- **Short task A**:
How many lines in the listing below contain the string "blue"? Reply with the number only.

That sentence does something strange. It asks you to enter a room already carrying a question: Who am I mourning? A stranger? A character? A forgotten coworker? A neighbor? Or some quieter version of yourself that has spent too long standing at the edge of the circle?
At The School of Creativity & Innovation, we are always asking what happens when learning leaves the classroom and becomes a lived experience. What happens when reflection is not a worksheet, but a room? What happens when empathy is not explained, but staged? What happens when an audience is not merely watching meaning unfold, but helping create it?
That is the spirit behind A Funeral for Someone You Didn’t Know, a new immersive performance by Dr. Steve Diasio at the Tampa Fringe Festival.
Fringe has always belonged to the edges. The movement began in 1947 in Scotland, when artists performed outside the curated festival structure, literally on the “fringe” of the official festival. That original act of creative rebellion has since inspired fringe festivals around the world. Tampa Fringe carries that lineage forward as an open-access, artist-centered festival founded in 2016 and rooted in Historic Ybor City. Its principles include creative freedom, open access, and returning the base ticket price to artists.

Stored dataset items
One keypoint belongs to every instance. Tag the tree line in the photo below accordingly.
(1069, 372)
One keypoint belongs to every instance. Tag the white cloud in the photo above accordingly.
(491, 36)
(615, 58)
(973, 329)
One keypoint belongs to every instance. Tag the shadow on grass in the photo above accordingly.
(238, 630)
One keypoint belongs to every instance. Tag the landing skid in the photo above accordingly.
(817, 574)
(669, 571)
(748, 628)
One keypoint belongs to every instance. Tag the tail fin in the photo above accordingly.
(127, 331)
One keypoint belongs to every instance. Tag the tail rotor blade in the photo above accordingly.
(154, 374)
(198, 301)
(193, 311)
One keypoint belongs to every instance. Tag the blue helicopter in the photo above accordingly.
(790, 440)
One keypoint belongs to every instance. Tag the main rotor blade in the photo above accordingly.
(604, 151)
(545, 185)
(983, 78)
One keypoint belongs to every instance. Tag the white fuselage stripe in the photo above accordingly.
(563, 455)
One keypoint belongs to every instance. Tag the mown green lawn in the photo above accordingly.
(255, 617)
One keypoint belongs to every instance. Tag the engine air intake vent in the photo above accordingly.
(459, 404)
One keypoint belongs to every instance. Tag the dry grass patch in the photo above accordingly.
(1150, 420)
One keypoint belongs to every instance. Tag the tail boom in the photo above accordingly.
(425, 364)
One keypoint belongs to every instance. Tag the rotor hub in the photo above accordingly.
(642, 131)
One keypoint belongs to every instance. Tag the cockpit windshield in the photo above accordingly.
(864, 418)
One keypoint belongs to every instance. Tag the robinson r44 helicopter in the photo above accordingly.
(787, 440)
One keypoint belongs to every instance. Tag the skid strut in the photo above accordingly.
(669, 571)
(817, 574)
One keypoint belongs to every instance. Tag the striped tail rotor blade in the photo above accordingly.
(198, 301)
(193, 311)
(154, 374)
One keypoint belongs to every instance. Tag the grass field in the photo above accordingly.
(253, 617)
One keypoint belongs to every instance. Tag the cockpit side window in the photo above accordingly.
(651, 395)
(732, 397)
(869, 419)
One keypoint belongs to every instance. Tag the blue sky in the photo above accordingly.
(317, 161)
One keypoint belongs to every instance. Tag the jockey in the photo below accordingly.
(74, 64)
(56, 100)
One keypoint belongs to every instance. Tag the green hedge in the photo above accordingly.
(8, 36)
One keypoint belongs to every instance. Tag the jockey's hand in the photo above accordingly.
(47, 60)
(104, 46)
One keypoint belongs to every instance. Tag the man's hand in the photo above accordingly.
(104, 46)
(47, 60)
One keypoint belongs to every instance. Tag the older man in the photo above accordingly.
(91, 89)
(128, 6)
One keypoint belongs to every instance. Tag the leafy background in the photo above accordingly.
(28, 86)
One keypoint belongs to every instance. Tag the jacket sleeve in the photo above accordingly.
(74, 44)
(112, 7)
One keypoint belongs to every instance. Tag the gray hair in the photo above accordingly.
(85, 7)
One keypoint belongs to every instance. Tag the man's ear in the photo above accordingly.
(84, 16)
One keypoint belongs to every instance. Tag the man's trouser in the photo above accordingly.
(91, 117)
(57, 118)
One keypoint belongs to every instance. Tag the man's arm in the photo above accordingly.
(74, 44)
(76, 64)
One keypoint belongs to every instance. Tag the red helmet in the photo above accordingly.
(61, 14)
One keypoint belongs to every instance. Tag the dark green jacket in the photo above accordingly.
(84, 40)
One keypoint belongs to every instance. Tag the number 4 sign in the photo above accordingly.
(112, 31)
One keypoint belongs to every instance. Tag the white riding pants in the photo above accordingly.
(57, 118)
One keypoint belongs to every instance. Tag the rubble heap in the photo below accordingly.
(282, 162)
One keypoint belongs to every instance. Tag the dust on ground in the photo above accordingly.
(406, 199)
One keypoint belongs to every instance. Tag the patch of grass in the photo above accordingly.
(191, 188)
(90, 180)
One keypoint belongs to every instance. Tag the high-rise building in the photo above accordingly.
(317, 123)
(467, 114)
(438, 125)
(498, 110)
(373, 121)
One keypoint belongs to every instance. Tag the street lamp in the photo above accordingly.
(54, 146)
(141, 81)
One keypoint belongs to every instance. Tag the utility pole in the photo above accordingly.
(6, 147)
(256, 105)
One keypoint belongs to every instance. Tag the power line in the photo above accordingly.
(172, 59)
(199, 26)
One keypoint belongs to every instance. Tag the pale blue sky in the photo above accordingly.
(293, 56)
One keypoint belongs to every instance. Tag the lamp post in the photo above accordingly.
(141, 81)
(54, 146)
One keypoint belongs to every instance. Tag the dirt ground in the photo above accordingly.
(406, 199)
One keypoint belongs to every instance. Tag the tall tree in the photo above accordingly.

- **Short task B**:
Write the next part of the passage above about the Tampa Fringe performance, picking up right after its last sentence.

- **Right answer A**:
3

- **Right answer B**:
That history matters.
The performances for A Funeral for Someone You Didn’t Know at Tampa Fringe X are:
- Saturday, June 13, 2026 · 8:45 PM – 9:15 PM
- Sunday, June 14, 2026 · 5:45 PM – 6:15 PM
- Friday, June 19, 2026 · 8:45 PM – 9:15 PM
- Saturday, June 20, 2026 · 1:45 PM – 2:15 PM
- Sunday, June 21, 2026 · 1:00 PM – 1:30 PM
📍 Venue: The Commodore, East Tampa
🎭 Festival: Tampa Fringe X

www.festival.tampafringe.org/events/a-funeral-for-someone-you-didnt-know/
Fringe is not just a place for polished performance. It is a laboratory for strange questions, unfinished emotions, and new forms of participation. It gives artists permission to test what traditional stages often avoid. It welcomes the odd, the experimental, the intimate, the raw, the funny, the disruptive, and the deeply human.
This is why A Funeral for Someone You Didn’t Know belongs there.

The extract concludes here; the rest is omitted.